__TASK INSTRUCTIONS__. Find each line in the items below that contains the string "frozen", and copy those lines. Matching is case-sensitive.

__MATERIAL FOR THIS TASK__.
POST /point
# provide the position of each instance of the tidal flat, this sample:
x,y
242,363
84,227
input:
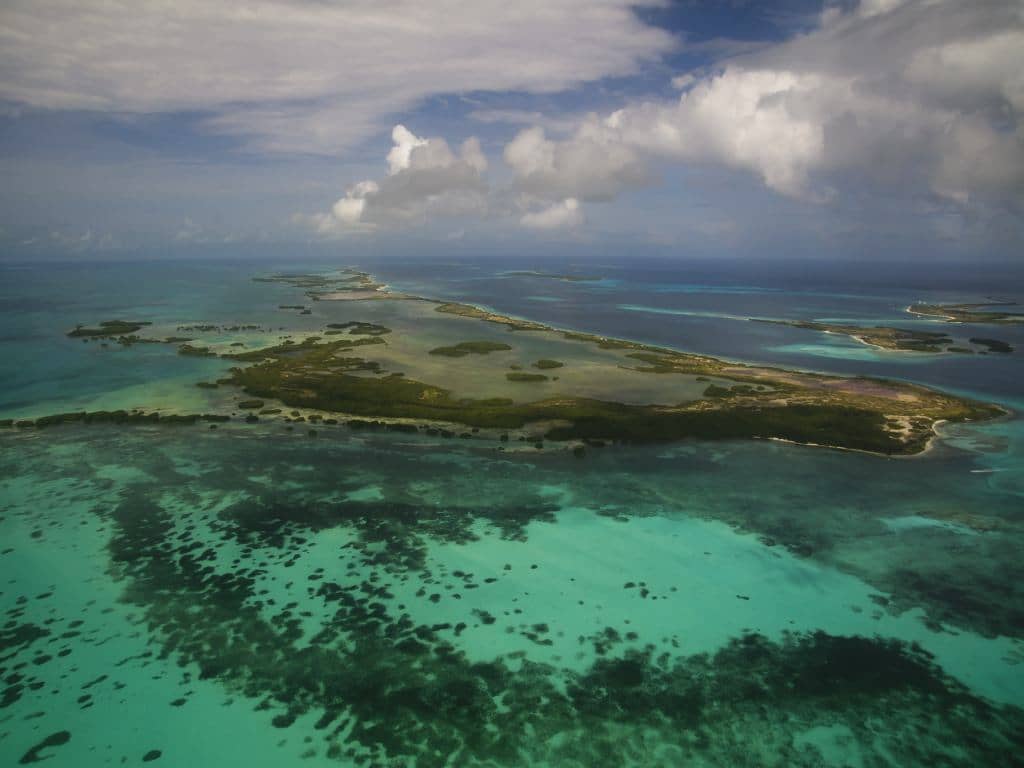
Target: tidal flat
x,y
209,574
600,396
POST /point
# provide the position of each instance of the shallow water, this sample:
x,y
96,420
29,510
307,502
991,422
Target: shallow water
x,y
249,595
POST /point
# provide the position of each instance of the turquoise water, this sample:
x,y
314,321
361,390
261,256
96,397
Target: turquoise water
x,y
254,596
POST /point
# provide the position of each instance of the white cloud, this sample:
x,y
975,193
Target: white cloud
x,y
308,77
593,165
425,178
915,95
564,215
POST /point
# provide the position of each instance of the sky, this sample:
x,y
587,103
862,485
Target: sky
x,y
884,129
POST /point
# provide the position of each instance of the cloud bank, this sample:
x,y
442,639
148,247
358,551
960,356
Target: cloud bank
x,y
425,178
304,76
912,96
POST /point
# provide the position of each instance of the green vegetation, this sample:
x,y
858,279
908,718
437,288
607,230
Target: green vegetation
x,y
471,347
993,345
109,329
313,376
119,417
192,351
969,312
360,329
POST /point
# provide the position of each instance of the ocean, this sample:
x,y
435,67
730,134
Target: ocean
x,y
253,596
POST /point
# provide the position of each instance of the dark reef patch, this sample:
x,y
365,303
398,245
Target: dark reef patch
x,y
54,739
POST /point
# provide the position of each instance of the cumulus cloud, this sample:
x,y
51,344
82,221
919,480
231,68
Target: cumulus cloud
x,y
425,178
307,77
593,165
912,95
564,215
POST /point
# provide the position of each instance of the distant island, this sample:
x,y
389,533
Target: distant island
x,y
900,339
449,369
969,312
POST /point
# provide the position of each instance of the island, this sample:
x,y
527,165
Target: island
x,y
898,339
413,364
980,312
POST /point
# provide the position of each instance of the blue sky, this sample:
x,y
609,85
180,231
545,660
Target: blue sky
x,y
882,128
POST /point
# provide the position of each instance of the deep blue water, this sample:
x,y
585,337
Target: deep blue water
x,y
253,596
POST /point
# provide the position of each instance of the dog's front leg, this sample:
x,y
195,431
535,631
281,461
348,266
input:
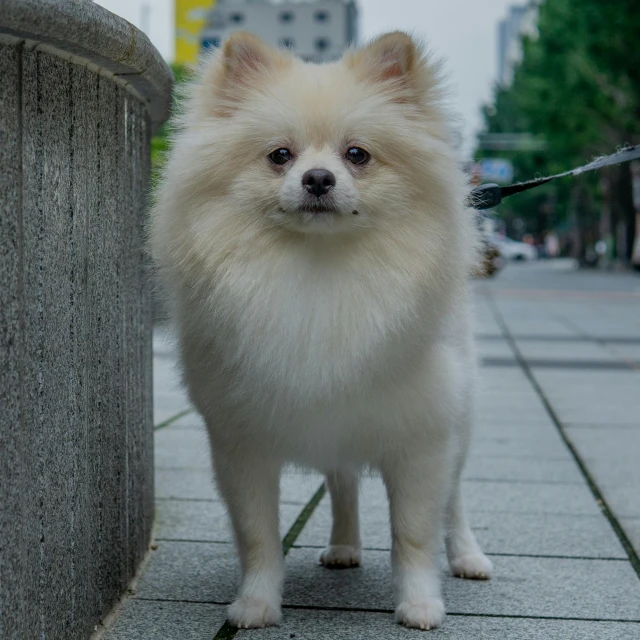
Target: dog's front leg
x,y
249,482
417,487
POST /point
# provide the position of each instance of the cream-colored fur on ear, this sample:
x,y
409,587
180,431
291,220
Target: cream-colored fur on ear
x,y
400,65
244,63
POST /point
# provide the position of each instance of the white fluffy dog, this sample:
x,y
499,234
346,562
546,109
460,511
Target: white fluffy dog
x,y
313,241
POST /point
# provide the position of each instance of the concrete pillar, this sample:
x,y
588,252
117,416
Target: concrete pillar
x,y
81,93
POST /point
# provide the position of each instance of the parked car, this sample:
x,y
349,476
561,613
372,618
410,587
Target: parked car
x,y
513,250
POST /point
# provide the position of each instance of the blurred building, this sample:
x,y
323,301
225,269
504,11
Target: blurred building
x,y
520,21
315,30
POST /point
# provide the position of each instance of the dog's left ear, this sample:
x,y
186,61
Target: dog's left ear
x,y
396,61
243,63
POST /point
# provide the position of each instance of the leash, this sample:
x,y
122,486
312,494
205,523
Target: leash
x,y
490,195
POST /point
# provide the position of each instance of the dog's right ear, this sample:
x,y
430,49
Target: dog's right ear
x,y
243,62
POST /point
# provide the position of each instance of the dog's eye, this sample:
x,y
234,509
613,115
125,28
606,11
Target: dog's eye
x,y
356,155
280,156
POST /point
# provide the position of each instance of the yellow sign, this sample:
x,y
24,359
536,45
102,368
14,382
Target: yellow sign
x,y
190,20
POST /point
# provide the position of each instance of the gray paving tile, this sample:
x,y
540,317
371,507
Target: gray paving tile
x,y
605,397
182,448
519,534
541,442
611,455
166,376
521,469
197,484
504,497
166,406
631,527
308,624
149,620
185,484
190,571
587,351
205,521
541,499
494,349
548,587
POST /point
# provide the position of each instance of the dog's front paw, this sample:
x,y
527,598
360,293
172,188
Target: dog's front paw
x,y
421,615
341,556
475,566
250,613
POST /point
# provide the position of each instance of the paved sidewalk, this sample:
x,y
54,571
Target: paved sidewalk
x,y
552,489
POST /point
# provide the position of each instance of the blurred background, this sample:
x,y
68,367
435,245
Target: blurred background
x,y
541,87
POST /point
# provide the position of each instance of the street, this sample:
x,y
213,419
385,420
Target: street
x,y
551,487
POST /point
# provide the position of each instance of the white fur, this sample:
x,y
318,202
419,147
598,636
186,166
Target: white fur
x,y
339,341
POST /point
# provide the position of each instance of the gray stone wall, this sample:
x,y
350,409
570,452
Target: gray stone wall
x,y
76,450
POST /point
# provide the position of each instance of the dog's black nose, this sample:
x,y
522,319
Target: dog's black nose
x,y
318,181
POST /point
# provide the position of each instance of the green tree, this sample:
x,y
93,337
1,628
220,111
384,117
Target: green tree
x,y
160,142
578,87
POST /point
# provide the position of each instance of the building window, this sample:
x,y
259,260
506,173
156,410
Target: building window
x,y
210,43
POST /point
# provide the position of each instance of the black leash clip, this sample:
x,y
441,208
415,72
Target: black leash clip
x,y
486,196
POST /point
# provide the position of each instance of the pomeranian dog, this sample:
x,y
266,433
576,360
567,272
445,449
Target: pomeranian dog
x,y
312,237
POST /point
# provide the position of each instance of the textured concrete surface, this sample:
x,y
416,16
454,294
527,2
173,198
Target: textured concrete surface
x,y
90,35
561,569
76,467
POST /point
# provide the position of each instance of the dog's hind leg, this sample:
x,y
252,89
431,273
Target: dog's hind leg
x,y
466,559
344,548
249,483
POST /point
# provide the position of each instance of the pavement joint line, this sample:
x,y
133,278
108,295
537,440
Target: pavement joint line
x,y
460,614
227,631
174,499
453,614
631,363
172,419
551,363
595,490
560,338
487,553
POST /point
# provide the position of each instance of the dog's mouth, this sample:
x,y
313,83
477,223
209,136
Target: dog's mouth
x,y
314,209
318,209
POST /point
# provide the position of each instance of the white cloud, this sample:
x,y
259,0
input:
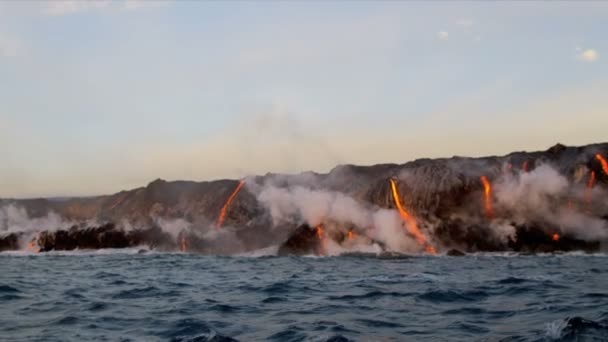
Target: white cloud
x,y
67,7
588,55
466,23
130,5
9,47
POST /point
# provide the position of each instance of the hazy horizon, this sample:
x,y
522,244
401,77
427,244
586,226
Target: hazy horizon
x,y
104,96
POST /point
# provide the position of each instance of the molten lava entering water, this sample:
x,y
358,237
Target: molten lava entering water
x,y
603,162
120,199
184,244
32,246
222,216
590,184
411,224
321,236
487,188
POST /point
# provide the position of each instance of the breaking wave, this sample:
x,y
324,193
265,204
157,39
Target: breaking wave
x,y
145,295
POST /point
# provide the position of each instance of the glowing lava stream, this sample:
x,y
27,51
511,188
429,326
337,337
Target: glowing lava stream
x,y
321,236
487,188
184,244
590,184
411,225
120,199
603,162
222,216
32,246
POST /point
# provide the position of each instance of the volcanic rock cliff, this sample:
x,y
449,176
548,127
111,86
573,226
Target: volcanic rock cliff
x,y
532,201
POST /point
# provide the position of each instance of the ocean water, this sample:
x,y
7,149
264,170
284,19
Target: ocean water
x,y
131,296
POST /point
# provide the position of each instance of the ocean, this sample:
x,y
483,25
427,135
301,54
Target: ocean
x,y
135,295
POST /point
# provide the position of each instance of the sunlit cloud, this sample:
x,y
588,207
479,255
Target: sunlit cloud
x,y
9,46
463,22
588,55
69,7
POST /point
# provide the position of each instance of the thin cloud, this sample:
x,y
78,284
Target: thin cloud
x,y
588,55
9,47
69,7
466,23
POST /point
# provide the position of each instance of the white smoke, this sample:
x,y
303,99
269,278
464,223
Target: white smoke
x,y
14,219
314,207
531,192
542,195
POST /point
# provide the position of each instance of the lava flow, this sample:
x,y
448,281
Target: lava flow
x,y
487,188
184,244
603,162
411,225
222,216
32,246
120,199
590,183
321,236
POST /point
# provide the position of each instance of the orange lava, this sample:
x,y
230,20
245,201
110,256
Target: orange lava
x,y
591,181
184,244
222,216
320,232
411,224
321,236
590,184
32,246
603,162
120,199
487,188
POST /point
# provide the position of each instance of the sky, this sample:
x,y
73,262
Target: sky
x,y
101,96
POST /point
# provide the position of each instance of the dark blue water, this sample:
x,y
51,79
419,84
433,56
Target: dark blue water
x,y
160,297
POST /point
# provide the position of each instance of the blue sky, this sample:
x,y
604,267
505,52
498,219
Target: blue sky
x,y
96,97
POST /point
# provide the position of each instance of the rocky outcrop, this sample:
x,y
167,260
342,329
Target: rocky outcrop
x,y
444,194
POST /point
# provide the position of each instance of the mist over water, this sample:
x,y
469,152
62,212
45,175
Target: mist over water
x,y
129,296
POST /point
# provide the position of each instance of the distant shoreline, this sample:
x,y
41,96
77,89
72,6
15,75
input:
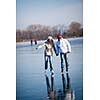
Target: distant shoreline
x,y
69,38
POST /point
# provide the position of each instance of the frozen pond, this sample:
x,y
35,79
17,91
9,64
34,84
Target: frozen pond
x,y
31,81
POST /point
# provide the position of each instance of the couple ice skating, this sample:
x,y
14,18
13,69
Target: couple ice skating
x,y
62,47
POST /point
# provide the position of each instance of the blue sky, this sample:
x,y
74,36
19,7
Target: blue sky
x,y
48,12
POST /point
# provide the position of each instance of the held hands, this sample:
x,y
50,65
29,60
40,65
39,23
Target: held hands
x,y
68,52
36,48
57,54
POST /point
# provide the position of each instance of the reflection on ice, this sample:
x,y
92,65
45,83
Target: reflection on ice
x,y
66,94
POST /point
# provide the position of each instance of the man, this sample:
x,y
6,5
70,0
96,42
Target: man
x,y
48,52
63,47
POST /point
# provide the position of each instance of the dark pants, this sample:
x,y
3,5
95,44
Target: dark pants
x,y
48,59
63,56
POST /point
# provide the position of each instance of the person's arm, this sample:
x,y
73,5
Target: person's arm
x,y
57,49
40,46
68,46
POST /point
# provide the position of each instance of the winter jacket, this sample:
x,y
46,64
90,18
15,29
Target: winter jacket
x,y
63,46
49,46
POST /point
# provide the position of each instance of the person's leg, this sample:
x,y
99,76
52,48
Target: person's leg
x,y
62,65
46,62
50,62
66,61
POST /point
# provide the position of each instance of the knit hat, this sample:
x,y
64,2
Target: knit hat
x,y
59,36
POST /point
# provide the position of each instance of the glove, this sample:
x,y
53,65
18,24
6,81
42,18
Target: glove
x,y
57,54
68,52
36,48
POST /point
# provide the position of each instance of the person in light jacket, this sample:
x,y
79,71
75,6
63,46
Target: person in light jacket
x,y
48,52
63,47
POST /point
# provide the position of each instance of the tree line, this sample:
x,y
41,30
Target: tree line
x,y
41,32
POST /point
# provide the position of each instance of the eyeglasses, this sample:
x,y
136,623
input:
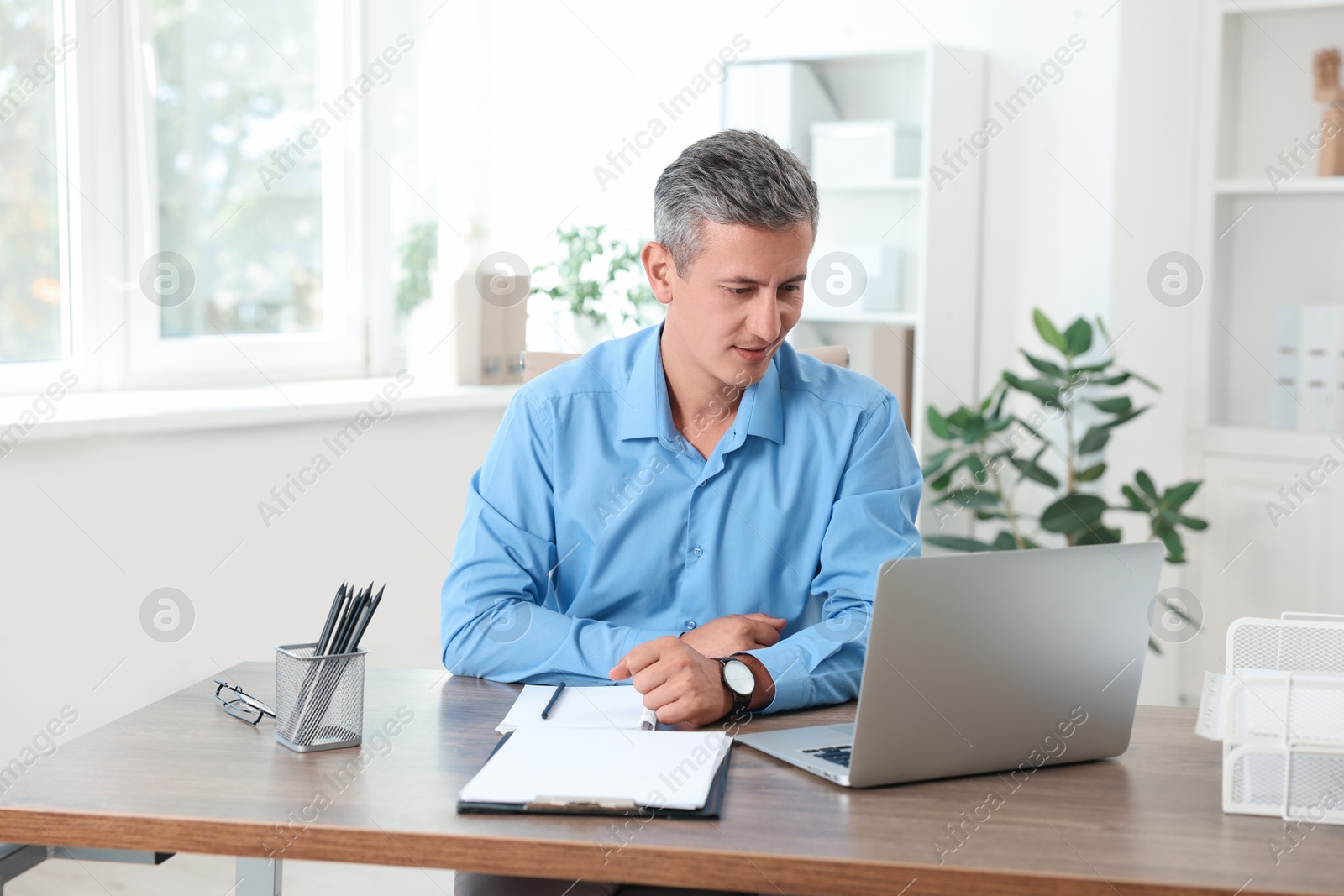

__FULL RESPONSE__.
# provide the position of each instance of the frozen pond, this sample:
Target: frozen pond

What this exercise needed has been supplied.